--- START OF Input data ---
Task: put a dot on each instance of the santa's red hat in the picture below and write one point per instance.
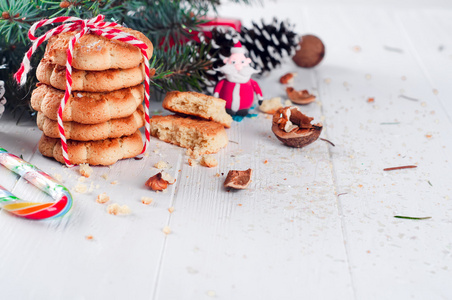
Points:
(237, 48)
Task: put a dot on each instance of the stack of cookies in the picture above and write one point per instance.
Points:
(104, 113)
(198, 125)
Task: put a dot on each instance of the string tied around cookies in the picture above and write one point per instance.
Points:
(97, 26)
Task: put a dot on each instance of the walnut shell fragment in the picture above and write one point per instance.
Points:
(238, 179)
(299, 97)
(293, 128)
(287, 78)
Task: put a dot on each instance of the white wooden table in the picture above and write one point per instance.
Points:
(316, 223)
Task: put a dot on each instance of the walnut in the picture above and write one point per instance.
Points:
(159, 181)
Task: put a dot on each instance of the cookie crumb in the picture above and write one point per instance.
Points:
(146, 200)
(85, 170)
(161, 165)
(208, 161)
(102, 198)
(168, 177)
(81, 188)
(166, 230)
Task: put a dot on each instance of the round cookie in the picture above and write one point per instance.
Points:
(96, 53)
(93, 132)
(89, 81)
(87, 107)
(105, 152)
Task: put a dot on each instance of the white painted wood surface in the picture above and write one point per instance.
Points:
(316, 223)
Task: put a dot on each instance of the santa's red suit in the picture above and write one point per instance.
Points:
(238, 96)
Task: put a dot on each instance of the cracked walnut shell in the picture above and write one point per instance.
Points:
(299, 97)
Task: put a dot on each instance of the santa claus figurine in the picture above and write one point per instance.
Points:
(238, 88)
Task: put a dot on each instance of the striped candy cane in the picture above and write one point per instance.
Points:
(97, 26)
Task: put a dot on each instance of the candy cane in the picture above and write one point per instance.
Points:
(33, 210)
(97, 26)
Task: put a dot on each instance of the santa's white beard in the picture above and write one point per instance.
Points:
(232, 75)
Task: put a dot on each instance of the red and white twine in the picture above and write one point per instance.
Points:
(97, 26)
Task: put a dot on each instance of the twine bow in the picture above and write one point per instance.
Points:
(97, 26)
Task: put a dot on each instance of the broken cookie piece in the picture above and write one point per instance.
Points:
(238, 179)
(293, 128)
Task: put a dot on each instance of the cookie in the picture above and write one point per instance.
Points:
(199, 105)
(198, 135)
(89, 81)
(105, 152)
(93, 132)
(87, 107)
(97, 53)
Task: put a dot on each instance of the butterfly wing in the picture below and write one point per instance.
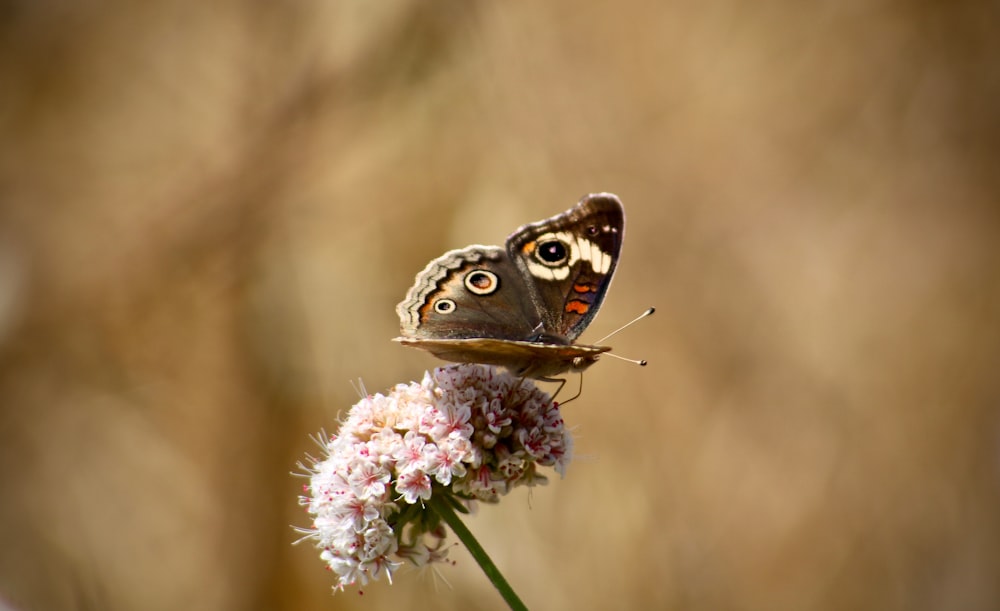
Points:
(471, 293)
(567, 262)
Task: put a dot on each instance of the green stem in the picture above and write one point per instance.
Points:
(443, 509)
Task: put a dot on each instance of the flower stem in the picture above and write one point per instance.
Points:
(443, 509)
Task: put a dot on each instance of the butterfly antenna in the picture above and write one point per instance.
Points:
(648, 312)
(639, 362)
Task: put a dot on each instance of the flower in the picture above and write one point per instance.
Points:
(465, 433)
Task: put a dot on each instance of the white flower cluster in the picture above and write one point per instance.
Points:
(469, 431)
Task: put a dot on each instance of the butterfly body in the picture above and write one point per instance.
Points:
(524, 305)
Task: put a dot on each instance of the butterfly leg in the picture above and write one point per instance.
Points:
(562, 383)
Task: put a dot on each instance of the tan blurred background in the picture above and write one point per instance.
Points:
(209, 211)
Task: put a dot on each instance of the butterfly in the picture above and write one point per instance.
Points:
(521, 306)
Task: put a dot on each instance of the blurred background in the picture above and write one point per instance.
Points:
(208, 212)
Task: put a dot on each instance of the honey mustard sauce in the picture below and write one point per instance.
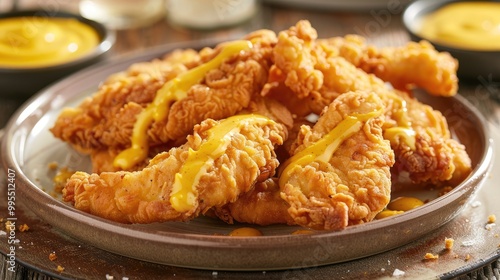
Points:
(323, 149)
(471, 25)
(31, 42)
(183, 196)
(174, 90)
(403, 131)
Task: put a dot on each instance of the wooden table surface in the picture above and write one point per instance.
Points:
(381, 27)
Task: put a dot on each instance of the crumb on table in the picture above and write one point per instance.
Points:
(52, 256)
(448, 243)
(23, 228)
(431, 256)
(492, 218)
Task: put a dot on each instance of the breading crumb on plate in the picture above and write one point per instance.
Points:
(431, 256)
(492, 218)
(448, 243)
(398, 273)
--- END OF Input data ---
#### What you should do
Copy all of the material above word for word, and leave the pictures out of your copy.

#### Output
Task: put a dot on each instance of the santa's red hat in the picture below and write one point per instance.
Points:
(237, 48)
Task: put a dot on each instance of the stack of cookies in the picture above and write one point per instance.
Points:
(104, 113)
(198, 125)
Task: put a dot on each instance of the string tied around cookies in the picture above and write one point per instance.
Points:
(97, 26)
Task: put a dot on each instance of the walnut shell fragment in the picture above and write one point per instance.
Points:
(238, 179)
(299, 97)
(293, 128)
(287, 78)
Task: put a dot on each instance of the white wooden table in the picture above and write one point per instance.
Points:
(316, 223)
Task: put a dot on each instance of the walnut in the picture above and write one point per instance.
Points:
(159, 181)
Task: put a dot on each instance of the cookie crumb in the picture above and write one point per instance.
Points:
(146, 200)
(85, 170)
(161, 165)
(208, 161)
(102, 198)
(168, 177)
(81, 188)
(166, 230)
Task: put a dot on each instance of the round cookie in the picture above and write one point per instance.
Points:
(96, 53)
(93, 132)
(89, 81)
(87, 107)
(105, 152)
Task: put a dot on each instance of the white painted wood surface in the picture above and write one point per instance.
Points:
(316, 223)
Task: put a dot on each instance of the santa's red suit in the picture above and write one point per instance.
Points:
(238, 96)
Task: put a dot on each instance of the cracked walnut shell in the picture above and write one point per instance.
Points:
(299, 97)
Task: put a dot on each instance of the santa claus figurine in the picture above and write one point per instance.
Points:
(238, 88)
Task: put a dot on each instance of the striped candy cane in the picture above and write one point per instance.
Points:
(97, 26)
Task: put a dot on each instance of the candy cane in the picture above and write one point per instance.
Points:
(33, 210)
(97, 26)
Task: put a dot on each instance of the santa's white beard in the picture above and write one point per instance.
Points:
(232, 75)
Task: put a dot on each instance of the red and white twine in the picture above and write one point per instance.
Points:
(97, 26)
Task: put a dot on each instance of the twine bow in the picture above and write one point per instance.
Points:
(97, 26)
Task: put a dot on each instance of the broken cookie piece in the picture above and write one point per instance.
Points:
(238, 179)
(293, 128)
Task: put a dot on each instance of the cookie in the picture above and write one point per instance.
Points:
(199, 105)
(198, 135)
(89, 81)
(105, 152)
(93, 132)
(87, 107)
(97, 53)
Task: put a dot on each instance of the butterfly wing in the picture below and write one point per instance.
Points:
(471, 293)
(567, 262)
Task: put a dot on each instance of the green stem in the picture above and write one point per instance.
Points:
(443, 509)
Task: put a dot on each instance of the flower stem in the picture above and write one point per instance.
Points:
(443, 509)
Task: put a dot on each instance of the butterfly antenna in the picture above and write one point per instance.
Points:
(648, 312)
(639, 362)
Task: put a dot on each instance of the flower in the picture above and write one point per instance.
Points:
(465, 433)
Task: put a dot on each instance of the white flower cluster in the picture above and write one point per instance.
Points:
(469, 431)
Task: put a dot on each instance of the butterfly body in the picture above and write one point per instance.
Points:
(524, 305)
Task: put a dot on each instance of the butterfly leg in the picture above and write one point per instance.
Points:
(562, 383)
Task: put a dot on each instance of the tan blurred background in the picture above and write one point per instance.
Points:
(209, 211)
Task: put a dot on each instance of the butterfly in the picture above and write one point per instance.
Points:
(521, 306)
Task: put a dot on each instance of the blurred background in the picture above and write one point per instance.
Points:
(208, 212)
Task: put a dot on each instance of the honey mustard sauce in the picture below and write one point per instance.
Points:
(323, 149)
(471, 25)
(31, 42)
(183, 196)
(174, 90)
(403, 131)
Task: put a dot on each instance of the wooden table surface in the picture above and write one point per instance.
Points:
(381, 27)
Task: put a dot on each instance of the crumb on table in the picture above and write one point per instance.
Points:
(52, 256)
(448, 243)
(23, 228)
(431, 256)
(492, 218)
Task: put a dot on each instance of the breading crumb on plate in the picture above and write one point per instance.
Points:
(431, 256)
(492, 218)
(448, 243)
(398, 273)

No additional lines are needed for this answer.